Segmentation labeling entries

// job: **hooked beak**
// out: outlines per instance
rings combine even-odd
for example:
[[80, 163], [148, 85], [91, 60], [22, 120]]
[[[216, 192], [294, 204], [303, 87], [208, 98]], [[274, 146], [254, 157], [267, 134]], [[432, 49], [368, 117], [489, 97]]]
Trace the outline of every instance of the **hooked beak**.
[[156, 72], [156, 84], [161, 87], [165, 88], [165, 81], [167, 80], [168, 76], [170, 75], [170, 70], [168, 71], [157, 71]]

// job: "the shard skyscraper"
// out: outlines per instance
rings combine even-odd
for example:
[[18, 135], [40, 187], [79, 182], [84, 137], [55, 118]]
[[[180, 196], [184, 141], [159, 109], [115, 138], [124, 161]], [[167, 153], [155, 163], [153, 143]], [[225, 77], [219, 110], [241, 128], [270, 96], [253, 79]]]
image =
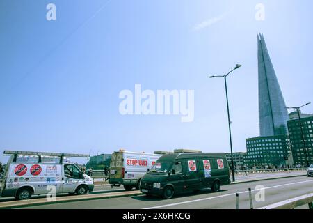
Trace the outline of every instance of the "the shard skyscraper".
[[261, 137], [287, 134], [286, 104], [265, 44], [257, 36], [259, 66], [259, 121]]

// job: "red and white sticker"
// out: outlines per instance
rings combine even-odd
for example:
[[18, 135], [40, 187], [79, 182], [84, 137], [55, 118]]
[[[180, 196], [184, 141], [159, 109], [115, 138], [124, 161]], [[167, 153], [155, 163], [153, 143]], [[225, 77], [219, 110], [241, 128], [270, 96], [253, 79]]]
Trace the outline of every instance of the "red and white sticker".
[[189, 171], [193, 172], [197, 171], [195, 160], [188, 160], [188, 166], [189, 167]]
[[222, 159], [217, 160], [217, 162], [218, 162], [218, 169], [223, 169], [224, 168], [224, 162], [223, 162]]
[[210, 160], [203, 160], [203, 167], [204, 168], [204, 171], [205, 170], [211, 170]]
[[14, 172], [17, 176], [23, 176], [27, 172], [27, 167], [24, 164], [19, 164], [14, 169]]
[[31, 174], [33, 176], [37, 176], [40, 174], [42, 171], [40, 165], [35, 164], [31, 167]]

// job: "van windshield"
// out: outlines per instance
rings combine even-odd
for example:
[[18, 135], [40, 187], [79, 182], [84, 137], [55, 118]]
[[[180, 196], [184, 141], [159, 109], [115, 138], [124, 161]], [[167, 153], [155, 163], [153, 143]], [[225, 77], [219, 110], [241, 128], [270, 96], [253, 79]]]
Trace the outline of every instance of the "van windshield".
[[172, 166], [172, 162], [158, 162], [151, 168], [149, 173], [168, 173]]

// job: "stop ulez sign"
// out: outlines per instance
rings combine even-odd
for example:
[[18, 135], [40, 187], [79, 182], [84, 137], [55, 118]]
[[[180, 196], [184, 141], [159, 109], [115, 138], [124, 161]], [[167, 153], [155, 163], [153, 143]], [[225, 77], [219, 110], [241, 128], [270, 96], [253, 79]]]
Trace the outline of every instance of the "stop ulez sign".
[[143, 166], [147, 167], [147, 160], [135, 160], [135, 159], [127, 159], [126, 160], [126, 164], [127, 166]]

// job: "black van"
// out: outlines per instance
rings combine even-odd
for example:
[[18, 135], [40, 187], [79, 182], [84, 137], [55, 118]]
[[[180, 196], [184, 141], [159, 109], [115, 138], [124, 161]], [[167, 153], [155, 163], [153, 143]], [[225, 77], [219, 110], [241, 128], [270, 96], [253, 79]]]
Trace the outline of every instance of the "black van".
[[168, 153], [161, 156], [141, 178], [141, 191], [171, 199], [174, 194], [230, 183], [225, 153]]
--
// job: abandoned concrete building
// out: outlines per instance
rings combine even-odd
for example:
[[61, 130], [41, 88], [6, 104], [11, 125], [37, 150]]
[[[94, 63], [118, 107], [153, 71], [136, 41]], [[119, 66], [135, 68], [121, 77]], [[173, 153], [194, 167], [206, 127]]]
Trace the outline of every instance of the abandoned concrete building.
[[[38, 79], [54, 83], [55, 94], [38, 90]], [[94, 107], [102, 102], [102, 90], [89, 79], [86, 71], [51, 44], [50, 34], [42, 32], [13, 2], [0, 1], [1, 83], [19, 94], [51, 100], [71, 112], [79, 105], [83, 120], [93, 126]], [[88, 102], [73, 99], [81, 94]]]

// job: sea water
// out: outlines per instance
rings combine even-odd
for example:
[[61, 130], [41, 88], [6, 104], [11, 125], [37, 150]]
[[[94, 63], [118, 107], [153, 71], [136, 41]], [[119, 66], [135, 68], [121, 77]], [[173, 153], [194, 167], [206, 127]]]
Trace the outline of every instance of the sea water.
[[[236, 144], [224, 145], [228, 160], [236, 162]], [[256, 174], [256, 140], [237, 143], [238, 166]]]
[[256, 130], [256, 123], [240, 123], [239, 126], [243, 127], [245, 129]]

__Set task__
Return each line of the records that contains the string "windshield", matching case exactly.

__Solved problem__
// job: "van windshield"
Trace the outline of every instance of the "van windshield".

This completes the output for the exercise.